- ACTIVITY 1: In the rows below, convert the lines into a JSON list of strings, one string per line, leaving out blank lines. Begin at the line that contains "Each <instance> block records" and stop after the line that contains "positive clicks: (410, 209)".

Inter Pipeline Completes Acquisition of Milk River Pipeline System

Inter Pipeline Completes Acquisition of Milk River Pipeline System (CNW Group/Inter Pipeline Ltd.)

CALGARY, AB, June 1, 2021 /CNW/ – Inter Pipeline Ltd. (“Inter Pipeline”) (TSX: IPL) announced today it has completed the acquisition of the Milk River pipeline system from Plains Midstream Canada ULC, in exchange for its 100 percent ownership interest in the Empress II and 50 percent ownership interest in the Empress V straddle plants. Inter Pipeline also received cash proceeds of approximately $35 million, which will be used to reduce outstanding indebtedness.  

The Milk River pipeline system provides an important link between Inter Pipeline’s Bow River pipeline system and the U.S./Canadian border west of Coutts, Alberta. The Milk River system is primarily comprised of two 16-kilometre pipelines with throughput volume of approximately 90,000 barrels per day, the majority of which is sourced from the Bow River system. This high degree of integration is expected to result in meaningful operational and commercial synergies with Inter Pipeline’s existing conventional oil transportation business.

- DATA FOR THE TASK:

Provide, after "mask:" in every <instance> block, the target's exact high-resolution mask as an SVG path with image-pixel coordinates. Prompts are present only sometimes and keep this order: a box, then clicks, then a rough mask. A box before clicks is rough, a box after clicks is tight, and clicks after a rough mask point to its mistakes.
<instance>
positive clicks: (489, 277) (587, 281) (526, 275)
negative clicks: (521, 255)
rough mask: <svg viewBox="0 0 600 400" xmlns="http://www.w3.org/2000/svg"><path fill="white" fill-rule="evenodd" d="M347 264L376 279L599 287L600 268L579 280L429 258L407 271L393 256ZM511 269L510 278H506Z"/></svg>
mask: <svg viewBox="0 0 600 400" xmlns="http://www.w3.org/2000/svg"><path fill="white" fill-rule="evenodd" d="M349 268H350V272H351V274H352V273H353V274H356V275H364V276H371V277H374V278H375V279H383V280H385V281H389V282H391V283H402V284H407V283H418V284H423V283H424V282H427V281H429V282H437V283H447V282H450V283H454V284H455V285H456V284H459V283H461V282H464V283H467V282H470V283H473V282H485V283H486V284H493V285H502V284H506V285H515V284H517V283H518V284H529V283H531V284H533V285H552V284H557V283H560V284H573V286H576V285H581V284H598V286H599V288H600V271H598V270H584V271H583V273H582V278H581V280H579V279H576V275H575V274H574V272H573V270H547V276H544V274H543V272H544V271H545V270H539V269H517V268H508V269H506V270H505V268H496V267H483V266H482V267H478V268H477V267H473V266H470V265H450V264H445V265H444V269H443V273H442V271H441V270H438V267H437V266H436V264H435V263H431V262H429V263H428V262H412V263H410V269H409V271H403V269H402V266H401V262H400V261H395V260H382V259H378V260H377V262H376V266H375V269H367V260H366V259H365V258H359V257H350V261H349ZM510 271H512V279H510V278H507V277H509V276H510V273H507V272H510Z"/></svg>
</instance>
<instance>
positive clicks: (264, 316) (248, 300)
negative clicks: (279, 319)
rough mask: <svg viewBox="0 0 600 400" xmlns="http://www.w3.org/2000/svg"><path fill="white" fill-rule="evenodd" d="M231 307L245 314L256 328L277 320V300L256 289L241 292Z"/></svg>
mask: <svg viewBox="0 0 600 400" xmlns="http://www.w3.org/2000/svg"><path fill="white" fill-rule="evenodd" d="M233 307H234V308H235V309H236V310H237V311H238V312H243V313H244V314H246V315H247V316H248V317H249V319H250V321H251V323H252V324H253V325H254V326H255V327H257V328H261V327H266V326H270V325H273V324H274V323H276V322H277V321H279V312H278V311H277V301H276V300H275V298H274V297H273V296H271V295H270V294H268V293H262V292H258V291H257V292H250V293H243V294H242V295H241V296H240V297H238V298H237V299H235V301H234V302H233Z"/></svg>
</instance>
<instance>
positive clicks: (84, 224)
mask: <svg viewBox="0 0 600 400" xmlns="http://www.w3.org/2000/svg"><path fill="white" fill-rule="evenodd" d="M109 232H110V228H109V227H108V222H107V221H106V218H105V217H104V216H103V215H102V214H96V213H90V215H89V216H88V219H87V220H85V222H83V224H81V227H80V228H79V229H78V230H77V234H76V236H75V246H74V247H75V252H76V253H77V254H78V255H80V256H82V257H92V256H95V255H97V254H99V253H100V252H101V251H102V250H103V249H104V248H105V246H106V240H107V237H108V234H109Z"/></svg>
* * *
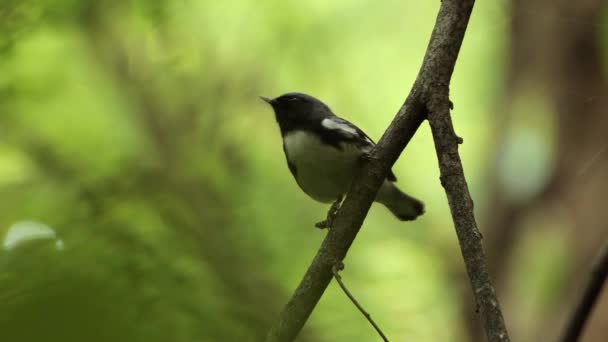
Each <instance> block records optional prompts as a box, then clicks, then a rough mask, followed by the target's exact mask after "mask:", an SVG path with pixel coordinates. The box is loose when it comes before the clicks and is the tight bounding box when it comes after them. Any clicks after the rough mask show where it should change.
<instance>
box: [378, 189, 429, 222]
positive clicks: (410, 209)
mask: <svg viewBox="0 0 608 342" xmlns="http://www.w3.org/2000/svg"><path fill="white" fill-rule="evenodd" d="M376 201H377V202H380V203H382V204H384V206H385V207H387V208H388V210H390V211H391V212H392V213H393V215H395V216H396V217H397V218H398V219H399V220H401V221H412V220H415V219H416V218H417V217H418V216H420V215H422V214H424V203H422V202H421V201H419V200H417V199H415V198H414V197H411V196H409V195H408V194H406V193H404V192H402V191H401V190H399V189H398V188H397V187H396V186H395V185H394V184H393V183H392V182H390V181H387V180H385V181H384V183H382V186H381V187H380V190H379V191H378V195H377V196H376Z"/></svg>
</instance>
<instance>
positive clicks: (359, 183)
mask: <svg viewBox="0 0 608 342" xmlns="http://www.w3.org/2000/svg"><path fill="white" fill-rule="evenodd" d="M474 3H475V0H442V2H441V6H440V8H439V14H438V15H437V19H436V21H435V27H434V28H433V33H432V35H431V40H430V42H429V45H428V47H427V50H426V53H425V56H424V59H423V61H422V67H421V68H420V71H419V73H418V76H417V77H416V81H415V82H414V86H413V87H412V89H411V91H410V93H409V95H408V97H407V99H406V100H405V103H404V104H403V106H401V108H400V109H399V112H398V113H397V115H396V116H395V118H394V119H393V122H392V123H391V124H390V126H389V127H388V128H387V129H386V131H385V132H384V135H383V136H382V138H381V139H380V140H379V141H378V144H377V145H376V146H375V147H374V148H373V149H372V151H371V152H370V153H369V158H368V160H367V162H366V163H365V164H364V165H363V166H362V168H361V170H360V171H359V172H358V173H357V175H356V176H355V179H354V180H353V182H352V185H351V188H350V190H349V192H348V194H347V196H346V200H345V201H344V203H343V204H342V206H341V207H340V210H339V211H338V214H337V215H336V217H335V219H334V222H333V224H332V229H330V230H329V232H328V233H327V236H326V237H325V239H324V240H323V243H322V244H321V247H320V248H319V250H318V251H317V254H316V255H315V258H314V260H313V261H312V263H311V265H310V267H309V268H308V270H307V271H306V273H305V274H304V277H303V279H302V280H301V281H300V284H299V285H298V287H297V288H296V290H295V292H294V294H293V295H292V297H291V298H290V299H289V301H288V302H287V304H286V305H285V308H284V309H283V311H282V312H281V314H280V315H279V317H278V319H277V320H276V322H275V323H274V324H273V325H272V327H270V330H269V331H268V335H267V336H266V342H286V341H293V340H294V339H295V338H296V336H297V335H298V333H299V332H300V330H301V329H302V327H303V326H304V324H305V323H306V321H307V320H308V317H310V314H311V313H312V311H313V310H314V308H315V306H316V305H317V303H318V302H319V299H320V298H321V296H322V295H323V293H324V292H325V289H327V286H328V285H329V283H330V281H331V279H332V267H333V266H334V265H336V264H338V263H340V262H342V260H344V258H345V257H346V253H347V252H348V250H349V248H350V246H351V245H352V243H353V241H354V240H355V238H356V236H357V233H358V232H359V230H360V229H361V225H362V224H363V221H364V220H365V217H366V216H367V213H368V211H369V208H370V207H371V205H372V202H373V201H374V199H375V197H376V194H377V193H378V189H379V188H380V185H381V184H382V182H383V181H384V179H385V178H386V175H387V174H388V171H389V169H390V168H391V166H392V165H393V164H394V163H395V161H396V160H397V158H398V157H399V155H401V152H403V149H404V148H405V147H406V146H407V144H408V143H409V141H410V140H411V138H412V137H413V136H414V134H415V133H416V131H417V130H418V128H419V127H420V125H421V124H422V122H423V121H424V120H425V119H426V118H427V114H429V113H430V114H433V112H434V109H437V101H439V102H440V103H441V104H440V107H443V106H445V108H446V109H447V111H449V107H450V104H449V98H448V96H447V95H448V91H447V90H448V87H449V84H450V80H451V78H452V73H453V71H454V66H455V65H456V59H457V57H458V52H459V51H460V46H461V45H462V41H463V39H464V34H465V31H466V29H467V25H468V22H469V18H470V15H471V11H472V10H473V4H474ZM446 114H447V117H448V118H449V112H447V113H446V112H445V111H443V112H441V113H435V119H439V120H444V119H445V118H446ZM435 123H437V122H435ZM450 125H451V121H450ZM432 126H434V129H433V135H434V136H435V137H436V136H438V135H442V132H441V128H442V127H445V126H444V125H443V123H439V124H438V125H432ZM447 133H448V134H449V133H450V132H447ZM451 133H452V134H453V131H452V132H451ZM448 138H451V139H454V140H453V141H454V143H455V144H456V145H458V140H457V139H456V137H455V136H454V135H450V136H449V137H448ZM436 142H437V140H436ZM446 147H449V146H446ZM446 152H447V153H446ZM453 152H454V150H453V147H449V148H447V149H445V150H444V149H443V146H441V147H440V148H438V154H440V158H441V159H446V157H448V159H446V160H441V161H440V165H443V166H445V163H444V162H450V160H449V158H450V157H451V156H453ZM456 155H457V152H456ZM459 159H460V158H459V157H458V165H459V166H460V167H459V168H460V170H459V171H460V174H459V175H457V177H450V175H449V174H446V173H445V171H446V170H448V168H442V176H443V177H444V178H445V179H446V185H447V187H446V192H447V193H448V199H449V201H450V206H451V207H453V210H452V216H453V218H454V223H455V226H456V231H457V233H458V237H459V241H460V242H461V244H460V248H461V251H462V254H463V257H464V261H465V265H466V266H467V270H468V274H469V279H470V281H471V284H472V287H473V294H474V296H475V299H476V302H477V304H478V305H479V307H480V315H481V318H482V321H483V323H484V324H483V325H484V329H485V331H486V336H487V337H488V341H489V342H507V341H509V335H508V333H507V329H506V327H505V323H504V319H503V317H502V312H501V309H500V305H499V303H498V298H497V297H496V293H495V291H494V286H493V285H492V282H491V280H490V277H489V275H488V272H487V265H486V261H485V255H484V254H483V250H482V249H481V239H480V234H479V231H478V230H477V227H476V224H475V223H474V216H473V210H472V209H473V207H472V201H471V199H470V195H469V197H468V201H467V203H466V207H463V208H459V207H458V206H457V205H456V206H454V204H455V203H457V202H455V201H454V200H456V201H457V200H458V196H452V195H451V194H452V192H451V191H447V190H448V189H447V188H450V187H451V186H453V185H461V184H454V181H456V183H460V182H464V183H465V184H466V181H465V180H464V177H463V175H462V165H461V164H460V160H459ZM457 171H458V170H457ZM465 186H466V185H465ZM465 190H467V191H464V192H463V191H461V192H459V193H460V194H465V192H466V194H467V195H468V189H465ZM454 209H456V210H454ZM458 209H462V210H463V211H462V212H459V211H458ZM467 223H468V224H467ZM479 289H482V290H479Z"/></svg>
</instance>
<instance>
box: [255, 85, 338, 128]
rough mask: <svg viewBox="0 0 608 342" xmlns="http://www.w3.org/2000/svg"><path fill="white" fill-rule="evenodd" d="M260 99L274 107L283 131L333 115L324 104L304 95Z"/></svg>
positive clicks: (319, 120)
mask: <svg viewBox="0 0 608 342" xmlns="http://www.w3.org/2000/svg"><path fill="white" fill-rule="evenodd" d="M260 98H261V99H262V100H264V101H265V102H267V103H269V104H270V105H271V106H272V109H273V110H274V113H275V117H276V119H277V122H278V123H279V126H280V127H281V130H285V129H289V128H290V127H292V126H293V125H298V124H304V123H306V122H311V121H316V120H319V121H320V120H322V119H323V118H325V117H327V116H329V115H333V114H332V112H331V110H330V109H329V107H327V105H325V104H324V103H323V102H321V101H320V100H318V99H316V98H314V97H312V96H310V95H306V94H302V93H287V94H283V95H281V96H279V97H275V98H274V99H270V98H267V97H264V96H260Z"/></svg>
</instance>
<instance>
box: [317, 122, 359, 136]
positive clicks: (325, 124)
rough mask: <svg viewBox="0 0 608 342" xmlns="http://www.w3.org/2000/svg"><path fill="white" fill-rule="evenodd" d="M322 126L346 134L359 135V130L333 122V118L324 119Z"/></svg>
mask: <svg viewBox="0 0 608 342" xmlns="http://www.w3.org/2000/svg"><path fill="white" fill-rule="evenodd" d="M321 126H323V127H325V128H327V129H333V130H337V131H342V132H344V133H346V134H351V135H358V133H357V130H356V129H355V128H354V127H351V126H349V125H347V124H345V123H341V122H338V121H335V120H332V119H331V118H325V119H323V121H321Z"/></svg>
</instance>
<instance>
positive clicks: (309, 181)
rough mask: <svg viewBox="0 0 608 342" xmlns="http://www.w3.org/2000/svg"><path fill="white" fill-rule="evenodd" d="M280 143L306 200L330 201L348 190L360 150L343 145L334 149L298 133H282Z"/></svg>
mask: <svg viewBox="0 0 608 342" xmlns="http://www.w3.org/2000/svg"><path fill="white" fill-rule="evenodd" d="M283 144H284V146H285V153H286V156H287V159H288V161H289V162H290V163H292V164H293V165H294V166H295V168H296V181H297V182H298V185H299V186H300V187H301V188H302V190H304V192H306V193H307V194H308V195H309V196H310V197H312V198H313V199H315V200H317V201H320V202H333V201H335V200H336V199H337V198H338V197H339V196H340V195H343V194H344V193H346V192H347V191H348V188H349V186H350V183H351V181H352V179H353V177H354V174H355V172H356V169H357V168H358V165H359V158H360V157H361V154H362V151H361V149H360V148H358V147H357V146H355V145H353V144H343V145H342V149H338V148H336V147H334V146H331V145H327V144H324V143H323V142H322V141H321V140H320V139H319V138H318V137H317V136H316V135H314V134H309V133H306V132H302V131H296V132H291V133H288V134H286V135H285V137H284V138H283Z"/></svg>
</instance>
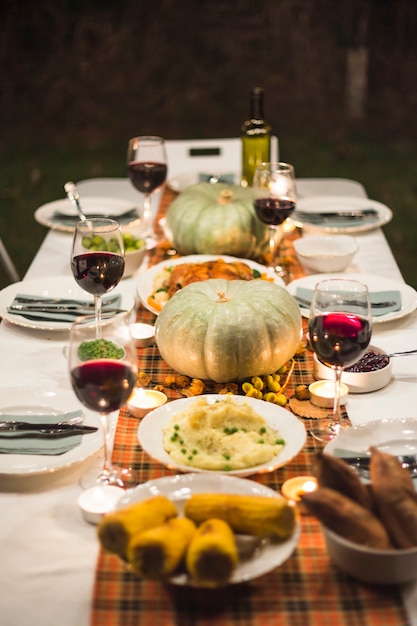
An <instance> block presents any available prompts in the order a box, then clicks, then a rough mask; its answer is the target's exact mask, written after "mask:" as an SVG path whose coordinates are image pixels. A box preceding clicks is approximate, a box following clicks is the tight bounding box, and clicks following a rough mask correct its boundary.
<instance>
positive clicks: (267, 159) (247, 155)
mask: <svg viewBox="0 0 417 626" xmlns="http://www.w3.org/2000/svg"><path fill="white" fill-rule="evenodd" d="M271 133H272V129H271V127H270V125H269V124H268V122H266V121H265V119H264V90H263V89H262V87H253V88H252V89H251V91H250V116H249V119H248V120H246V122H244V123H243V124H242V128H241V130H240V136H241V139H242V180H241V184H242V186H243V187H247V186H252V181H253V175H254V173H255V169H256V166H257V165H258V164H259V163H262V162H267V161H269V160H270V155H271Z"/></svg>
--
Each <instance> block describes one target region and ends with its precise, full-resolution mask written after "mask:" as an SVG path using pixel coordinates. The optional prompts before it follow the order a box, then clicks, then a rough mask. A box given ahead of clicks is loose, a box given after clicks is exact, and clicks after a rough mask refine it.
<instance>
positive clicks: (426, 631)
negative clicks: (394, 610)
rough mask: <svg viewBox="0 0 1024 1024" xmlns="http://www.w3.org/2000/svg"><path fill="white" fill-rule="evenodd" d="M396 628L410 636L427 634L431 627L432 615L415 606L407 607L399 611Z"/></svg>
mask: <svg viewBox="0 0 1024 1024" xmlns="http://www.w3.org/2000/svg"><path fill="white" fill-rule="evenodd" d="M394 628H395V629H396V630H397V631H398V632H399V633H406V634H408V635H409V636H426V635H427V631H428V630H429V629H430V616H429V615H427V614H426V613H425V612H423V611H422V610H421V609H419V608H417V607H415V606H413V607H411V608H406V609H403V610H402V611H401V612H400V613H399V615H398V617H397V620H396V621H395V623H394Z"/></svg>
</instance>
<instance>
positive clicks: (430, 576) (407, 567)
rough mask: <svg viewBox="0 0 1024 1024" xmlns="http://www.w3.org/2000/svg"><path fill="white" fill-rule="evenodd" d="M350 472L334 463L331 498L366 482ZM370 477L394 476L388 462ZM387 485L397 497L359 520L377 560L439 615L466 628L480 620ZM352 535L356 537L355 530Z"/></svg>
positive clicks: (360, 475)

- ACTIVITY 2:
Answer these questions from the Milk River acquisition announcement:
(a) From which company did Inter Pipeline acquire the Milk River pipeline system?
(b) About how much cash did Inter Pipeline receive in the deal?
(c) What is the approximate daily throughput volume of the Milk River system?

- EXPECTED ANSWER 1:
[
  "Each <instance> block records optional prompts as a box, then clicks, then a rough mask, followed by the target's exact mask after \"mask:\", an SVG path with pixel coordinates. The box is loose when it comes before the clicks and is the tight bounding box when it comes after them. Any clicks after the rough mask show where it should change.",
  "<instance>",
  "box: [378, 189, 429, 222]",
  "positive clicks: (410, 209)"
]

- EXPECTED ANSWER 2:
(a) Plains Midstream Canada ULC
(b) Approximately $35 million
(c) Approximately 90,000 barrels per day